● **GIVEN INSTRUCTION**
Report each line of the items below that contains the word "meadow", copying every such line in full.

● **ENTRIES SHOWN**
========
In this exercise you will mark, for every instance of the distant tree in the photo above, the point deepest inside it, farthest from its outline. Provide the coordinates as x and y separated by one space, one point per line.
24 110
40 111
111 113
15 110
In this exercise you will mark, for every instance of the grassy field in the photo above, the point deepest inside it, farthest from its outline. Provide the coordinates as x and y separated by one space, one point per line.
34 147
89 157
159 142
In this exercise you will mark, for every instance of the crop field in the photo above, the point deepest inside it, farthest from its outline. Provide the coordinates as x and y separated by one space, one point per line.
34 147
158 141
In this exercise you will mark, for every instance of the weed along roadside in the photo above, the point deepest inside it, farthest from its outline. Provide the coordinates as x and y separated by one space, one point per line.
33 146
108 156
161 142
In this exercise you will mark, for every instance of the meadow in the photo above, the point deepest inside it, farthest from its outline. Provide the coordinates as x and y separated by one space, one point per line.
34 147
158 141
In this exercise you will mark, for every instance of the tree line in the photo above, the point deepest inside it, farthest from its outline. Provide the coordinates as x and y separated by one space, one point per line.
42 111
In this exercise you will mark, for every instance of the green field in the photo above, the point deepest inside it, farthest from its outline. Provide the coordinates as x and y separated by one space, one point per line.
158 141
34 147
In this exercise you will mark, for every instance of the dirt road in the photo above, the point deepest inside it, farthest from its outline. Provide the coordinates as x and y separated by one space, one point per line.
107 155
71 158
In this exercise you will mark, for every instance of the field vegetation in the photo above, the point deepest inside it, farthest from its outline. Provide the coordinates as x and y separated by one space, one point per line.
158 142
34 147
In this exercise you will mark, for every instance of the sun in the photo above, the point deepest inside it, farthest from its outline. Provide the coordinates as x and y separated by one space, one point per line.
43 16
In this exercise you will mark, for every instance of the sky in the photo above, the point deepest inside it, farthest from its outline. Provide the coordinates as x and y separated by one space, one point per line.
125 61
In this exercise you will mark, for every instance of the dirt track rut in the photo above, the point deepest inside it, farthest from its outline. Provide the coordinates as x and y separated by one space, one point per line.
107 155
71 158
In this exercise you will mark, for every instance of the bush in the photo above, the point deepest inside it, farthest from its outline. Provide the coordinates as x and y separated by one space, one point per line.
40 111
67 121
========
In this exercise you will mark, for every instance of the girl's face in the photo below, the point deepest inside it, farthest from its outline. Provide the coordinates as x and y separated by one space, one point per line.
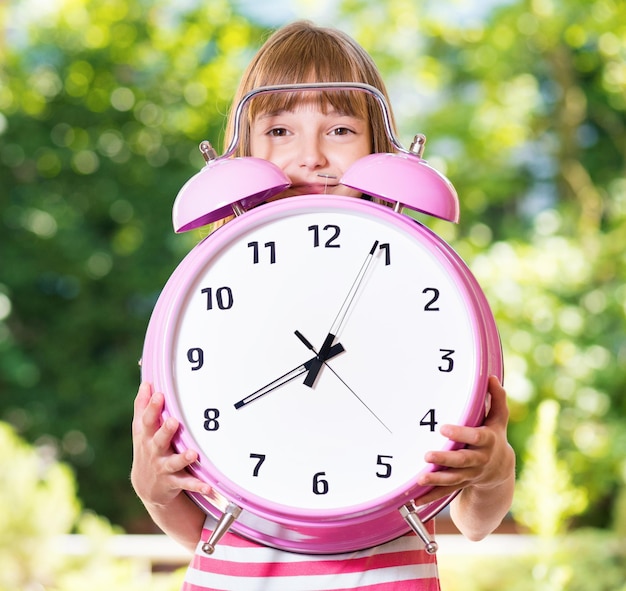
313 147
========
● **SOLUTION TO THIS PROBLEM**
In this exercise you will mark, for every instance of the meadow in the photo above, the point deepest inside it, farthest from its outline. Provide the coordinates as x and y separated by one space, one point per line.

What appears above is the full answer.